__AVAILABLE DATA__
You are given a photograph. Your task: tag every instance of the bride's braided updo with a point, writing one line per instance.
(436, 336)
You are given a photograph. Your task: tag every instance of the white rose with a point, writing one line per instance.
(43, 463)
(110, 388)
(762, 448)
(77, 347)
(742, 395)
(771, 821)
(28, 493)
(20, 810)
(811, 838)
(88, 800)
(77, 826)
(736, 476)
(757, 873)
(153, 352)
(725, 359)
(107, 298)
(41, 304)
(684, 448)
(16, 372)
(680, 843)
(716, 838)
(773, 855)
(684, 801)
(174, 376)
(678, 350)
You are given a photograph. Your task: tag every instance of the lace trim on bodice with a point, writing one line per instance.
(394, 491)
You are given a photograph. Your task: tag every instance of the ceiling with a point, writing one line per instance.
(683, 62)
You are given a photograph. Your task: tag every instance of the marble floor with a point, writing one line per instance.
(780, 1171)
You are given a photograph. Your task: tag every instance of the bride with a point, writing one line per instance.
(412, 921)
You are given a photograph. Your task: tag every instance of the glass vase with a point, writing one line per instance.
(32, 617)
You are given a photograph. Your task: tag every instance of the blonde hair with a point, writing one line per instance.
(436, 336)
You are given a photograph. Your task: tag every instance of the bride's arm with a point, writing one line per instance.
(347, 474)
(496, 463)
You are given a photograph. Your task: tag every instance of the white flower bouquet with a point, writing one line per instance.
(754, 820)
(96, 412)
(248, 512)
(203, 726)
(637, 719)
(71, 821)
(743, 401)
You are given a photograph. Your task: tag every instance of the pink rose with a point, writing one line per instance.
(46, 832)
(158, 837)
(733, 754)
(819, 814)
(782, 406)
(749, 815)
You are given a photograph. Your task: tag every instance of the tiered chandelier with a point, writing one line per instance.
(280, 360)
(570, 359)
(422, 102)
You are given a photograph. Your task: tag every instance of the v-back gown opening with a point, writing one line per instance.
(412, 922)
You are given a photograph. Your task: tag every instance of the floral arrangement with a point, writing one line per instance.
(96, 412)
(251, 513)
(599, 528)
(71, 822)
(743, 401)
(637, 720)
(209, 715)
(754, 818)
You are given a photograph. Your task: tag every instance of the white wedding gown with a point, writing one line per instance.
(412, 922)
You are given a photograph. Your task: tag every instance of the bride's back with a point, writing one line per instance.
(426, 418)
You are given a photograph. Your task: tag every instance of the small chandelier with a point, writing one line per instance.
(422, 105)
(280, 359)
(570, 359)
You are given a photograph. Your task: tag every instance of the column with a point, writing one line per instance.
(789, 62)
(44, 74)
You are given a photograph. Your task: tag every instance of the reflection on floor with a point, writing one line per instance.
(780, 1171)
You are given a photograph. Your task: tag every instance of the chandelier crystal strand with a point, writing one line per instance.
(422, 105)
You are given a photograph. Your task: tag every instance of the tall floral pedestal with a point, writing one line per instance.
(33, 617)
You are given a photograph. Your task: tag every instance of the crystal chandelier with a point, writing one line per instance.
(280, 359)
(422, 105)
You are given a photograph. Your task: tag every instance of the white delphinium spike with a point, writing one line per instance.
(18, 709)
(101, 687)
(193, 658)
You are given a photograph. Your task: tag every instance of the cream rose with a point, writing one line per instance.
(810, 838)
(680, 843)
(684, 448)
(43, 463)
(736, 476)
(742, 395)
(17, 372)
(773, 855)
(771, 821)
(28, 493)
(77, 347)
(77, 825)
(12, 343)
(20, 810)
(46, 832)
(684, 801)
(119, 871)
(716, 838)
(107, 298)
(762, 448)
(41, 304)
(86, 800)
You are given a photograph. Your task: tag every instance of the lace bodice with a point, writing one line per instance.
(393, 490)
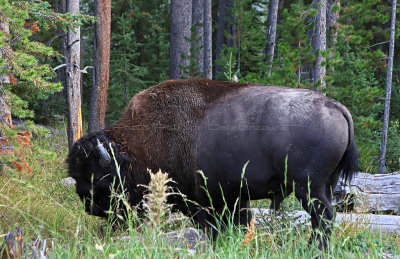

__THE TASK__
Leaving every picture out, repeat each line of the material exactly.

__EXPECTED OUTPUT__
You are given a photograph. Your task: tag every instance of the bride's braided updo with a point, writing one line per instance.
(436, 336)
You are given a photograph. Your task: tag every instance of the white rose with a point, writing one line per instance.
(43, 463)
(110, 388)
(762, 448)
(77, 347)
(742, 395)
(771, 821)
(28, 493)
(20, 810)
(811, 838)
(88, 800)
(77, 826)
(736, 476)
(757, 873)
(153, 352)
(725, 359)
(107, 298)
(41, 304)
(684, 448)
(16, 372)
(680, 843)
(716, 838)
(773, 855)
(684, 801)
(174, 376)
(678, 350)
You are given a photograph. Your task: tag every instance of the lace trim on bodice with a point, writing one line per instance.
(394, 491)
You are given a photograph. Your task: tag every instance of the ceiling with a point, writing one line per instance.
(683, 62)
You are given a photograph. Your task: tag every instance of the marble floor with a point, writing one line per instance.
(780, 1171)
You are given a photograph. Your task: tag every instance of the bride with a point, writing one line per instance.
(412, 921)
You are given a photograph. Your task: tag every instance of the glass vase with a point, writing one line per instance.
(32, 617)
You are given a photograph. Your task: tag every instance of the blonde hair with a point, writing one line per instance.
(436, 336)
You are given a photograph. Your task: tag every instance of the bride's arm with a point, writing one line per instance.
(347, 474)
(496, 463)
You are given a photograph. Your task: tag every instance of the white flower bouquet with a point, writing one line per instance.
(754, 820)
(96, 412)
(248, 512)
(203, 726)
(637, 719)
(71, 821)
(743, 401)
You are given a photograph. Your task: tag every instance of the pink rose with a point, writing one line per instance.
(46, 832)
(158, 837)
(733, 754)
(819, 814)
(782, 406)
(749, 815)
You are given a photograph. Your task: tag every instance of the tiered chandelier with a point, writing one line per instance.
(280, 360)
(570, 359)
(422, 102)
You are given a photograph. Your task: tag every instance of the v-back gown opening with a point, writing one line per instance.
(412, 922)
You are given a photograph. Your task: tag every instance of the floral arrangement with a point, writing one line per instance.
(96, 412)
(251, 513)
(599, 528)
(71, 822)
(743, 401)
(637, 720)
(209, 715)
(754, 818)
You are given a photograph. Your task: tag every instance of the white wedding gown with a point, writing one line per instance.
(412, 922)
You are given a photograph. Your task: tag every instance of the bride's back with a point, writing one line per instance.
(426, 418)
You are given a photograph. Your task: tag every instance of the small chandelier with a point, writing one line per instance.
(422, 105)
(280, 359)
(570, 359)
You are given a photograph. Your task: tag every instance of the column with a point, writing one line per instance.
(789, 62)
(44, 74)
You are given a photograph. Your task: tag every instance of the reflection on floor with a point, writing one line per instance.
(780, 1171)
You are given a photograph. Your task: tag every instance of the chandelier crystal strand with a point, writing one line per instance.
(422, 105)
You are given a photograph. Your task: tag every instance of the tall floral pedestal with a point, writing one line per instance.
(33, 617)
You are given a photograph. Your task: tag every instance of the crystal chandelier with a point, writing one line per instance.
(280, 359)
(422, 105)
You are given a photograph. Your task: tag every instance of the white delphinium spike with a point, writing one line per instance.
(18, 709)
(101, 687)
(193, 658)
You are given a photograph. Your task: tag every instance of the cream rose with a point, writing one line per instance.
(810, 838)
(680, 843)
(684, 448)
(43, 463)
(736, 476)
(742, 395)
(17, 372)
(773, 855)
(771, 821)
(28, 493)
(77, 347)
(77, 825)
(12, 343)
(20, 810)
(46, 832)
(684, 801)
(119, 871)
(716, 838)
(107, 298)
(762, 448)
(41, 304)
(86, 800)
You are given a photograph. Your task: tag every instance of the lace bodice with a point, writing one line per instance.
(393, 490)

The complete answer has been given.